(Extracted information)

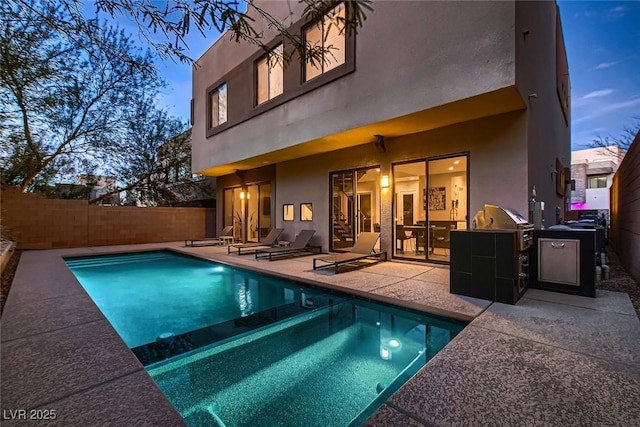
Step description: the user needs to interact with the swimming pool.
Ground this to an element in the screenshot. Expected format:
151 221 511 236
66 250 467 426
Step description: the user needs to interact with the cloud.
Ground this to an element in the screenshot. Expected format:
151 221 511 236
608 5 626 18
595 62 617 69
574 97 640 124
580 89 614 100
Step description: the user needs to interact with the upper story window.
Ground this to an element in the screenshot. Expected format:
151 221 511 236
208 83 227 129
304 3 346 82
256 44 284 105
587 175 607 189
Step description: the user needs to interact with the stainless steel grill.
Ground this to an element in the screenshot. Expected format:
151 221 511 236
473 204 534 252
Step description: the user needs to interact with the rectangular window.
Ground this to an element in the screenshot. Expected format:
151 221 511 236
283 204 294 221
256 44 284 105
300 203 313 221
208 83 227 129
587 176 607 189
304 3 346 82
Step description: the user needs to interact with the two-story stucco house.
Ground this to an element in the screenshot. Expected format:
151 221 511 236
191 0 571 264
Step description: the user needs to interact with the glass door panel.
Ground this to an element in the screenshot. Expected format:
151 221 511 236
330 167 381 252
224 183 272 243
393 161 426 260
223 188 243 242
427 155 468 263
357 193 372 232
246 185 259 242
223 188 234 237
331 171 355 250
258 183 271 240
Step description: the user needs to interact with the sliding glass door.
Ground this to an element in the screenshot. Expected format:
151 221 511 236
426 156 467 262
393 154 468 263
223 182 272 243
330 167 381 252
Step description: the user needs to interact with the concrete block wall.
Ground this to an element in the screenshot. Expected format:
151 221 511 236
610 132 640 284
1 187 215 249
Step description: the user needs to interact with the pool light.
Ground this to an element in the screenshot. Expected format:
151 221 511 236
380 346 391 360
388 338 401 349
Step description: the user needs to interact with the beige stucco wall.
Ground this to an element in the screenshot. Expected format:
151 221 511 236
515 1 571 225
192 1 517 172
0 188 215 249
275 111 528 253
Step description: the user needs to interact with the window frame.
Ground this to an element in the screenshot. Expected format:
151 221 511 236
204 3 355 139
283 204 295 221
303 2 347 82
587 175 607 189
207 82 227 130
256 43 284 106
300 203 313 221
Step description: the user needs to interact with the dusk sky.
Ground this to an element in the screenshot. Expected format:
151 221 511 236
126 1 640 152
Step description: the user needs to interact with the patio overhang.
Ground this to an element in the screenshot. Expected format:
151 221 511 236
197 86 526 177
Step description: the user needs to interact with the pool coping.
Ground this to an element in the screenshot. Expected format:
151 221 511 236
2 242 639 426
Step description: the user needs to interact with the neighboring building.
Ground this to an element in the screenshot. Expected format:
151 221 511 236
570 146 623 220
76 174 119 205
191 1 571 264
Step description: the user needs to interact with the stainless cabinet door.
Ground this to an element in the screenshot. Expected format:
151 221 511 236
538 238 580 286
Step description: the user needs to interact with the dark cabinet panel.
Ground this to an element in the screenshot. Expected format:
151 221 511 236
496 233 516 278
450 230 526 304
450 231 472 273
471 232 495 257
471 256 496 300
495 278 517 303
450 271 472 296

(End Extracted information)
(Extracted information)

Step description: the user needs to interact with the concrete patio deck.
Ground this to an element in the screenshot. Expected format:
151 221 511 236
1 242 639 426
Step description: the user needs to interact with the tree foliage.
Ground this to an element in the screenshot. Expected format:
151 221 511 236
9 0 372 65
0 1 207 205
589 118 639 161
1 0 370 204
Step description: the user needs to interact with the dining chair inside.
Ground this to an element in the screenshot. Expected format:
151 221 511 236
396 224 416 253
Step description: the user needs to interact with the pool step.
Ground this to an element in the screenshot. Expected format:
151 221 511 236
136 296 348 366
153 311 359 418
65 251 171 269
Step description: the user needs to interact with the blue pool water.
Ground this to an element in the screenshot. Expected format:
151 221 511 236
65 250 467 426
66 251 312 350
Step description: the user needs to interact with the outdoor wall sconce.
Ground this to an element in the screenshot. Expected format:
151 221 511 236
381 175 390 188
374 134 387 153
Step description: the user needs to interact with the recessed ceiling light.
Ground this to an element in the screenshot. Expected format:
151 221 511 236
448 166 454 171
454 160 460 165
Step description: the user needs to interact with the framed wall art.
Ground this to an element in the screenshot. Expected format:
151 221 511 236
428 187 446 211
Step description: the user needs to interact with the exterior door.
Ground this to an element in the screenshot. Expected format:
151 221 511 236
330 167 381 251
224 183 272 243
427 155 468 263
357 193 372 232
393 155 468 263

(End Extracted information)
(Extracted information)

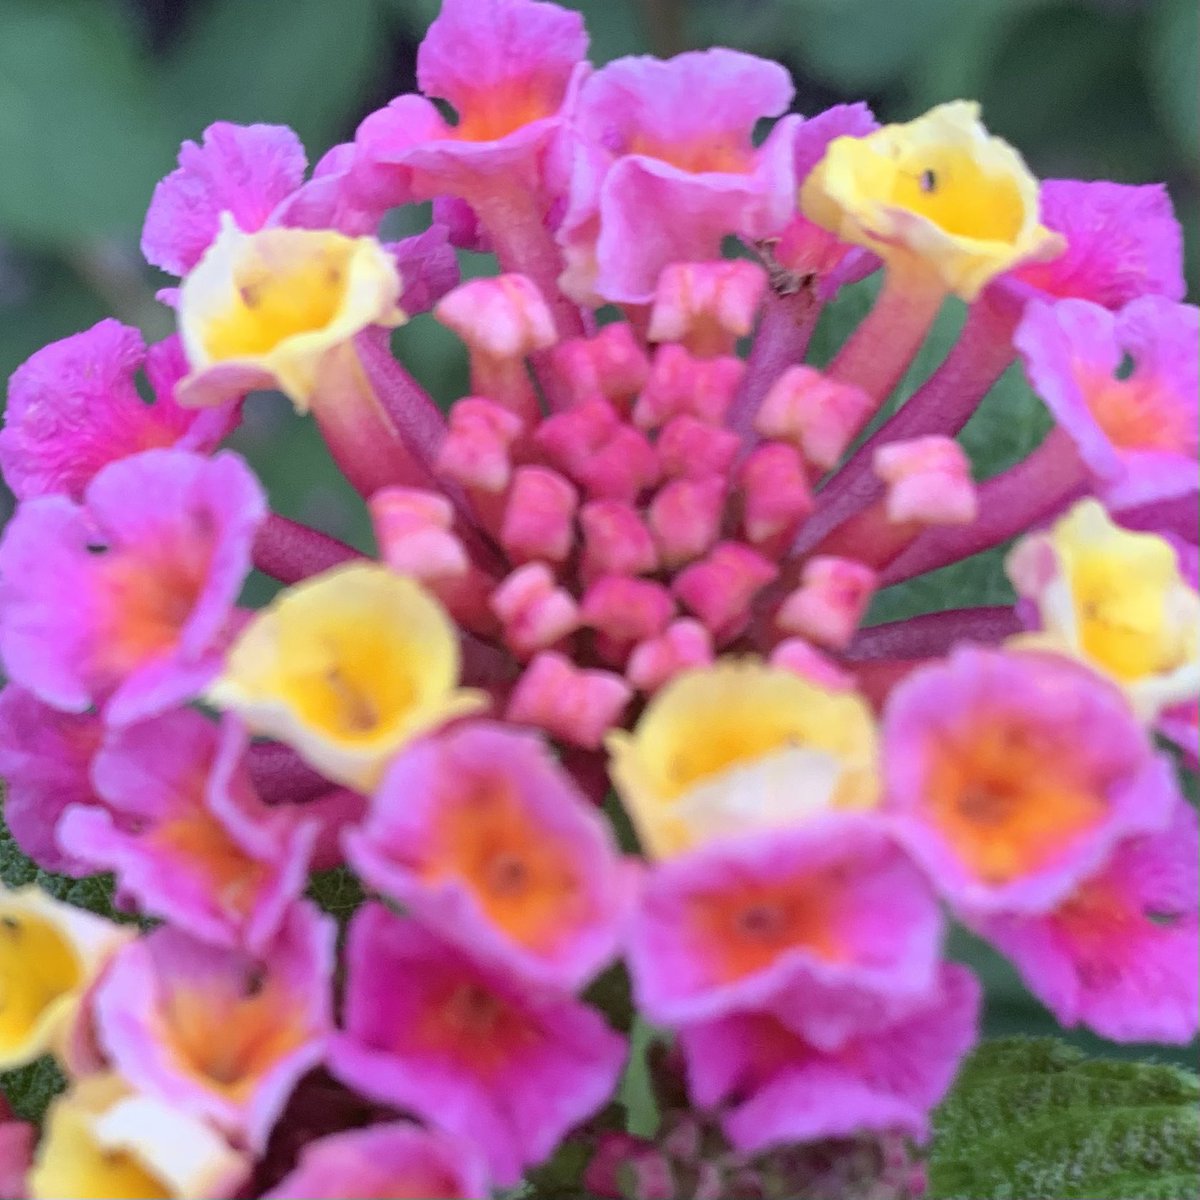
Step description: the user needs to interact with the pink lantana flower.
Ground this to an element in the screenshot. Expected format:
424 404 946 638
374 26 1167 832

(End Extracted information)

*Prompt*:
Find the string "cabinet" in the material above, and report every line where it occurs.

*Solution for this problem*:
Step description: the user needs to interact with the stainless cabinet door.
Step description: the user needs to interact with the dark cabinet panel.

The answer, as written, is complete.